─── Input data
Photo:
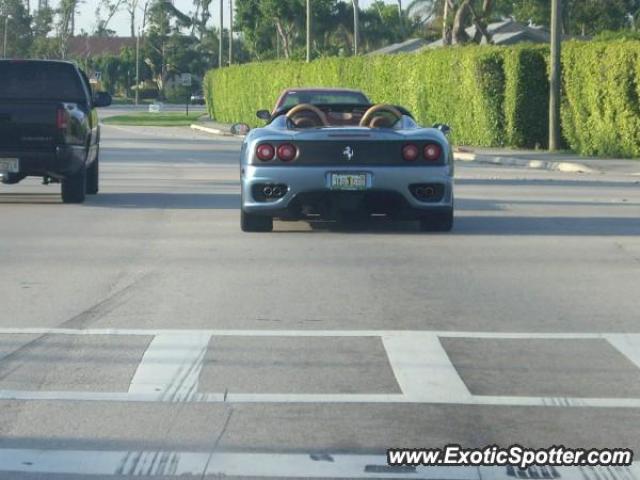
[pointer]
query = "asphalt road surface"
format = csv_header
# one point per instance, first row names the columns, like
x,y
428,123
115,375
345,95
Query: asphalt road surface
x,y
143,334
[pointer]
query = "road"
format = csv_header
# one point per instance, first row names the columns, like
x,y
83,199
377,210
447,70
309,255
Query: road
x,y
143,333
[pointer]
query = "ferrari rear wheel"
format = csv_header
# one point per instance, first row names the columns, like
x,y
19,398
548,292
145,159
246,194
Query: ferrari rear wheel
x,y
255,223
437,221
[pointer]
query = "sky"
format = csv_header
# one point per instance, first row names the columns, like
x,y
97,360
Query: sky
x,y
86,20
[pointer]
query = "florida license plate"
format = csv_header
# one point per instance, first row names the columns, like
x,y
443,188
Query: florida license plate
x,y
348,181
9,165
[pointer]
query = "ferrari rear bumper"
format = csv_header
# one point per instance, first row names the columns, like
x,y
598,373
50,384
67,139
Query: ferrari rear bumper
x,y
303,191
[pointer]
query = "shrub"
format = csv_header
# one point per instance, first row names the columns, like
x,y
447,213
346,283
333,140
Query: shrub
x,y
526,106
463,87
489,95
600,107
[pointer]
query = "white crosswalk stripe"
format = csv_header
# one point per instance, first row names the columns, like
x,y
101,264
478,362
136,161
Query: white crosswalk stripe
x,y
170,369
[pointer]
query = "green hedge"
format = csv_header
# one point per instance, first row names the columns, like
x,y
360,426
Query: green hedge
x,y
600,107
491,96
469,96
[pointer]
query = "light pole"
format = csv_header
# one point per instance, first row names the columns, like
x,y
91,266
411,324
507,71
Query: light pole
x,y
221,36
138,67
554,78
308,31
230,32
356,27
4,44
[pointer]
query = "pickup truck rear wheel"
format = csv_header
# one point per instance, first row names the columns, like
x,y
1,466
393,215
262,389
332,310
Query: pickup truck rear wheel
x,y
74,187
255,223
93,174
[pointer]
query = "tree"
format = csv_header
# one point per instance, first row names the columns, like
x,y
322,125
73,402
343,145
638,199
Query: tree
x,y
19,34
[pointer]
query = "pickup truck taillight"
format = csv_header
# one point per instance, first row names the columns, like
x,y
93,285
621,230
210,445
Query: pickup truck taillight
x,y
62,119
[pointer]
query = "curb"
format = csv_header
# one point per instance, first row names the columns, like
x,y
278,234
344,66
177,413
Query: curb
x,y
214,131
564,167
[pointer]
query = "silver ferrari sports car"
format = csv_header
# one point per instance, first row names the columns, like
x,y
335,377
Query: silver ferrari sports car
x,y
345,162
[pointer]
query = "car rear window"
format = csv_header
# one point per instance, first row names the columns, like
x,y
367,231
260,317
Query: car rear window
x,y
40,81
324,98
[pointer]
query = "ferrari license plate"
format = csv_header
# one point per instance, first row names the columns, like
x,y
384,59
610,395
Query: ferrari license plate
x,y
9,165
348,181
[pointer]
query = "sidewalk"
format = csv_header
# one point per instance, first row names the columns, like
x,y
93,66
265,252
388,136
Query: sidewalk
x,y
566,162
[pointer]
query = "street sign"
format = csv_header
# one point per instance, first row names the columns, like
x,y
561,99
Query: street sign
x,y
185,79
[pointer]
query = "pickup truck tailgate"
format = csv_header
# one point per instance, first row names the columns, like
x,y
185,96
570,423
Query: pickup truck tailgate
x,y
29,126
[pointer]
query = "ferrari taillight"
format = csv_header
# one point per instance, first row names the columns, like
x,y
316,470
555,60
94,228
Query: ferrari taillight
x,y
410,152
265,152
287,152
432,152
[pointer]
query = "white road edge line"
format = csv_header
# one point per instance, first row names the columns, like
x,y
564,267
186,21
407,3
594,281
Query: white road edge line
x,y
265,465
238,398
309,333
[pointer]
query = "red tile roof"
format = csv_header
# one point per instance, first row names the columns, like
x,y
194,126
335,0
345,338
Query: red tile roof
x,y
93,46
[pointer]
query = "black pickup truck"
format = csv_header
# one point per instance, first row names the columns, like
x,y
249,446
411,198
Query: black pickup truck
x,y
49,126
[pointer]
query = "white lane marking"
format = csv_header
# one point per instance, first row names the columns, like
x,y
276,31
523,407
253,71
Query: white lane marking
x,y
170,367
423,369
172,363
308,333
223,464
278,465
321,398
628,345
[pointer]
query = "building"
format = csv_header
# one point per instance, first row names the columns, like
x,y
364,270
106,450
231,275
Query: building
x,y
408,46
508,32
505,32
87,47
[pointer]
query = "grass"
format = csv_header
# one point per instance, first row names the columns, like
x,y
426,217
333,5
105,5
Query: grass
x,y
166,119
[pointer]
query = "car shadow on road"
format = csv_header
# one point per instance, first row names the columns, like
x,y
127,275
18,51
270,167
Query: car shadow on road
x,y
24,198
602,226
160,200
488,225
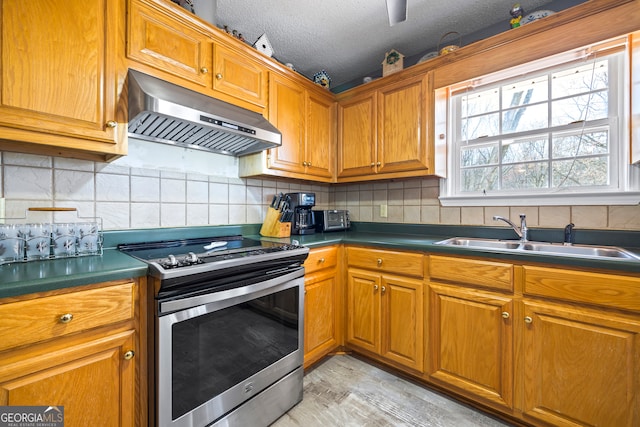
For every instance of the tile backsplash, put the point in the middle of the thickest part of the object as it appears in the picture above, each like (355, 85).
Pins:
(131, 195)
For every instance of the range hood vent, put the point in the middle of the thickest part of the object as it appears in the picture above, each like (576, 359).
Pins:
(163, 112)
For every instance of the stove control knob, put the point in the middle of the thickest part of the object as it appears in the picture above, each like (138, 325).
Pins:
(191, 258)
(172, 261)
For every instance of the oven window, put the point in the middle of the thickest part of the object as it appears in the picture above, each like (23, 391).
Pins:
(215, 351)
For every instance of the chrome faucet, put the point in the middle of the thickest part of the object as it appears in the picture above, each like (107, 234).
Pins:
(521, 231)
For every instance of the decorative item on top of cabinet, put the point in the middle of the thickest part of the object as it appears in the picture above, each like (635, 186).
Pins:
(322, 316)
(73, 66)
(305, 115)
(385, 132)
(385, 311)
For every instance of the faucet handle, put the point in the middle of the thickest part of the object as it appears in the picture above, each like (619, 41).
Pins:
(569, 234)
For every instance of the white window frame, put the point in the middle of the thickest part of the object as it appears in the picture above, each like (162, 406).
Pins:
(624, 188)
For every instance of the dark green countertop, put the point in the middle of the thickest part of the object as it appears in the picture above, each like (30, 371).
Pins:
(38, 276)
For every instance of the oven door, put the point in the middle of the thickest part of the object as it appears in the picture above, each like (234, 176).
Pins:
(213, 356)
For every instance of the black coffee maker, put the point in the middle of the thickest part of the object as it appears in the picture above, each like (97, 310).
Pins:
(301, 204)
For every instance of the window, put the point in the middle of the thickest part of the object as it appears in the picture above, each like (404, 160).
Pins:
(541, 133)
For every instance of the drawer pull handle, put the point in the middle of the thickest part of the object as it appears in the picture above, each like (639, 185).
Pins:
(66, 318)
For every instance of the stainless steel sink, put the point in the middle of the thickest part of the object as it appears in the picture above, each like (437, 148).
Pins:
(588, 251)
(481, 243)
(583, 251)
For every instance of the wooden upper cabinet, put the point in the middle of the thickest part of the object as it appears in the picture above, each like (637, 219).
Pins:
(163, 41)
(286, 112)
(386, 133)
(320, 148)
(59, 78)
(239, 76)
(357, 135)
(158, 40)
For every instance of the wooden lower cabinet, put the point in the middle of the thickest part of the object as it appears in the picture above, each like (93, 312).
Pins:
(581, 367)
(385, 316)
(471, 342)
(322, 303)
(81, 349)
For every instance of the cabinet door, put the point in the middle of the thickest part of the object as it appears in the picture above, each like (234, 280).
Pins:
(286, 112)
(320, 325)
(403, 126)
(157, 40)
(357, 136)
(58, 75)
(581, 367)
(402, 321)
(471, 337)
(239, 76)
(363, 310)
(320, 136)
(92, 380)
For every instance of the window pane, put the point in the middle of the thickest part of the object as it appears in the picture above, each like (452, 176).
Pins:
(482, 102)
(525, 92)
(482, 155)
(527, 150)
(521, 176)
(585, 107)
(480, 179)
(581, 172)
(480, 126)
(581, 79)
(526, 118)
(581, 145)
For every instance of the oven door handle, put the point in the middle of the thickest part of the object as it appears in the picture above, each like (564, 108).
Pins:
(227, 298)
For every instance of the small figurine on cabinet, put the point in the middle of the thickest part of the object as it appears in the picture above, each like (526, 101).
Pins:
(516, 12)
(322, 78)
(393, 62)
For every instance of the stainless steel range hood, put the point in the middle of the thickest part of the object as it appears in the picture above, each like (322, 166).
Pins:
(163, 112)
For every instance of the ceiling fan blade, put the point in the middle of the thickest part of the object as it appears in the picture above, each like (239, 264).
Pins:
(397, 10)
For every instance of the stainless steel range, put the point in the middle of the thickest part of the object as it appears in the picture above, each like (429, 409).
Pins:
(228, 329)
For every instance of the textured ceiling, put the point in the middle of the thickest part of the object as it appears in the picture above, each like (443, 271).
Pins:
(349, 38)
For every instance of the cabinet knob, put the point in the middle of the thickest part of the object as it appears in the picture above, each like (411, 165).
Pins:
(66, 318)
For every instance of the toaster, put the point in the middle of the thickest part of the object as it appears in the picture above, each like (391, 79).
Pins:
(331, 220)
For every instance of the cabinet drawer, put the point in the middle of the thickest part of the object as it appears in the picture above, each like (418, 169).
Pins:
(489, 274)
(321, 258)
(30, 321)
(607, 290)
(404, 263)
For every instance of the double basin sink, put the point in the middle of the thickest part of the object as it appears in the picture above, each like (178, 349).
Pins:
(583, 251)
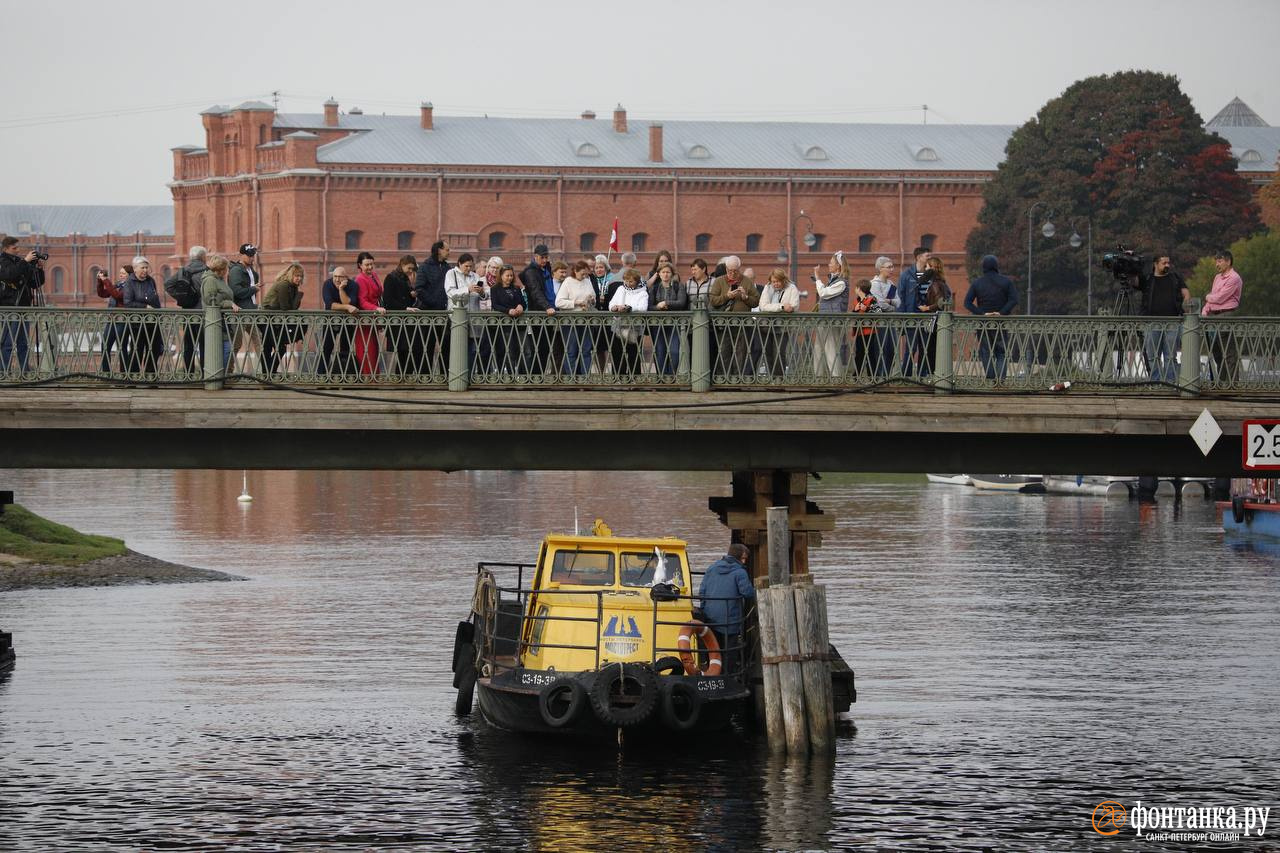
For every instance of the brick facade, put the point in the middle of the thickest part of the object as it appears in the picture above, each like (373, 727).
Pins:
(261, 183)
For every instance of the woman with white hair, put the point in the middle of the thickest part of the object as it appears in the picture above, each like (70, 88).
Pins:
(832, 299)
(145, 343)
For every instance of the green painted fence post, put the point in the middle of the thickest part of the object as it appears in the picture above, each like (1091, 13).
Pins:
(214, 368)
(460, 334)
(700, 361)
(1188, 373)
(944, 361)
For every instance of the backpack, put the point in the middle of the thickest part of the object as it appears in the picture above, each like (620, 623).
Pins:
(182, 288)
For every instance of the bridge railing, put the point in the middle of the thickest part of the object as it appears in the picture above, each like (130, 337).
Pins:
(694, 350)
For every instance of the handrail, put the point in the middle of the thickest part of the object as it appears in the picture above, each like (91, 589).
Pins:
(679, 350)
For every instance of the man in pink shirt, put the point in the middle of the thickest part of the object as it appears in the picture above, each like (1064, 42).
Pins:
(1223, 299)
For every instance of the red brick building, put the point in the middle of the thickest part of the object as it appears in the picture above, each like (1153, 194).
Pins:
(321, 187)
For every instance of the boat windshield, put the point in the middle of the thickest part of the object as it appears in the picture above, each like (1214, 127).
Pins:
(586, 568)
(640, 569)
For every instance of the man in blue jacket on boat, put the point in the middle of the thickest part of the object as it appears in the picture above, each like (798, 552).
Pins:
(722, 591)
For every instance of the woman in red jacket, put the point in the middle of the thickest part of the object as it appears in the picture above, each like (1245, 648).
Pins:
(114, 333)
(369, 299)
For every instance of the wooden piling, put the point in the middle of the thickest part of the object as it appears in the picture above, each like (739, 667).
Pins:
(790, 673)
(773, 724)
(810, 603)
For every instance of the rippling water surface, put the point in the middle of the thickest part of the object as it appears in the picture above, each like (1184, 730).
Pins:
(1019, 660)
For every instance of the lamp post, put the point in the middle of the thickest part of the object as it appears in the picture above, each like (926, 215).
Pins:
(1075, 243)
(1048, 231)
(809, 241)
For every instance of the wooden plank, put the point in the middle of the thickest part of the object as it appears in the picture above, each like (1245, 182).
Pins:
(773, 724)
(803, 523)
(810, 605)
(790, 673)
(780, 546)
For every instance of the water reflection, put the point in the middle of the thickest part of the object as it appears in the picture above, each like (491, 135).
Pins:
(1015, 656)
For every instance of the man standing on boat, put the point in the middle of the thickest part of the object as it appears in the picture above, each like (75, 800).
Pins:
(722, 591)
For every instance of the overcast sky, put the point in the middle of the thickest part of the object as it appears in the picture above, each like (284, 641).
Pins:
(100, 91)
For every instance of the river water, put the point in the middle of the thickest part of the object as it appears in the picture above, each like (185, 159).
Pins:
(1019, 660)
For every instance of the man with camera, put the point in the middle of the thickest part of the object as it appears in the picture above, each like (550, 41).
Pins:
(1162, 296)
(21, 276)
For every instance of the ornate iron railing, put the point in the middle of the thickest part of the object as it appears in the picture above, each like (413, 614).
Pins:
(691, 350)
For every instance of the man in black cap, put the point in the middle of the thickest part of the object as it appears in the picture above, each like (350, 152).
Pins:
(540, 288)
(243, 279)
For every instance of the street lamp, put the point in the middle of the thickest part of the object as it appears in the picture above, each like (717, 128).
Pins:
(809, 238)
(1048, 231)
(1075, 243)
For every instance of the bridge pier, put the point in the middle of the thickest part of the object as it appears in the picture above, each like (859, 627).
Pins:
(745, 514)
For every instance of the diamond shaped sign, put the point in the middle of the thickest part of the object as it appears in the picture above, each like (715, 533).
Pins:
(1206, 432)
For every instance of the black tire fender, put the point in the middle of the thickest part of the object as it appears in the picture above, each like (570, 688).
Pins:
(561, 702)
(466, 684)
(681, 705)
(634, 683)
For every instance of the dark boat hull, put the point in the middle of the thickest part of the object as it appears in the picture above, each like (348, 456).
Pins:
(508, 705)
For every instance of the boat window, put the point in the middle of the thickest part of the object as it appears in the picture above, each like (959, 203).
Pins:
(586, 568)
(639, 569)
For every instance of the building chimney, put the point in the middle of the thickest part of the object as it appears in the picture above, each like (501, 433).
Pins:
(656, 144)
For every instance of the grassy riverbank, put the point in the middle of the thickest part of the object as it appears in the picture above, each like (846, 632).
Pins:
(27, 537)
(39, 553)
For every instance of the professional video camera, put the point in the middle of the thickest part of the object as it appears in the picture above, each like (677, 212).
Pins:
(1124, 264)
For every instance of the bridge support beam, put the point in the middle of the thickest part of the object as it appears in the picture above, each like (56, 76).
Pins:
(745, 514)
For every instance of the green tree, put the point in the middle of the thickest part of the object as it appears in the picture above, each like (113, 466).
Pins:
(1127, 151)
(1257, 260)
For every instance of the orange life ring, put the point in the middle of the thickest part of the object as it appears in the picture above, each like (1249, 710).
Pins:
(705, 641)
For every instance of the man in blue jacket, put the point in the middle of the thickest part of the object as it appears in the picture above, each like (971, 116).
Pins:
(991, 295)
(722, 591)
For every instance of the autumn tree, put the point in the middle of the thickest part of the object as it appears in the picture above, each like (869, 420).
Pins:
(1127, 151)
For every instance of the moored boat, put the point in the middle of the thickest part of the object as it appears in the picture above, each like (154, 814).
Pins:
(600, 635)
(1024, 483)
(1253, 511)
(1096, 484)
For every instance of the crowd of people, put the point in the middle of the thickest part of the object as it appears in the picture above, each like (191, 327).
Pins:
(545, 287)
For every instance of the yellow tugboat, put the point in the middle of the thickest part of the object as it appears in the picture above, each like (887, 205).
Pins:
(599, 634)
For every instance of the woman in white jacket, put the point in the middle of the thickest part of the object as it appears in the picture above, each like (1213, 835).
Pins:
(576, 295)
(626, 333)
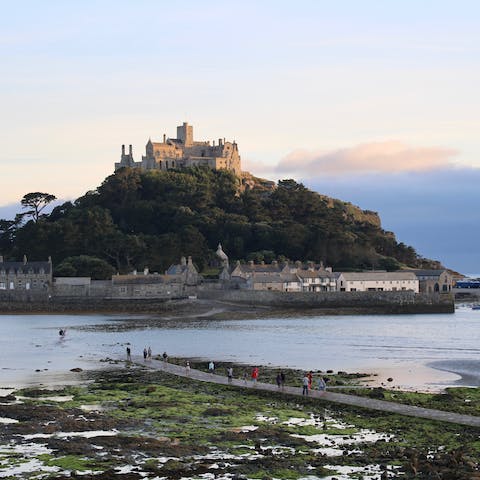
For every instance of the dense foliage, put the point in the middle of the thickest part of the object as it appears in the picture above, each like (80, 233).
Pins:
(136, 219)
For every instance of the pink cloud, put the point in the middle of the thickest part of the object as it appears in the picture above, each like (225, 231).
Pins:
(377, 157)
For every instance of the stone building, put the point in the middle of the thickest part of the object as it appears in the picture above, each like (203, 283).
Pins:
(377, 281)
(25, 276)
(434, 280)
(183, 152)
(285, 277)
(178, 281)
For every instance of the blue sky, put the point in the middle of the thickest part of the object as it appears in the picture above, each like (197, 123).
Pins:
(373, 102)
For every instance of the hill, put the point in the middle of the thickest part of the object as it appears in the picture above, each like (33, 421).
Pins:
(136, 219)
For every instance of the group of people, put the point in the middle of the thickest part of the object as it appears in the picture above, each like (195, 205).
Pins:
──────
■ About this exercise ■
Going through the data, count each line where the word "railing" appears, and state only the total.

■ Written answer ■
2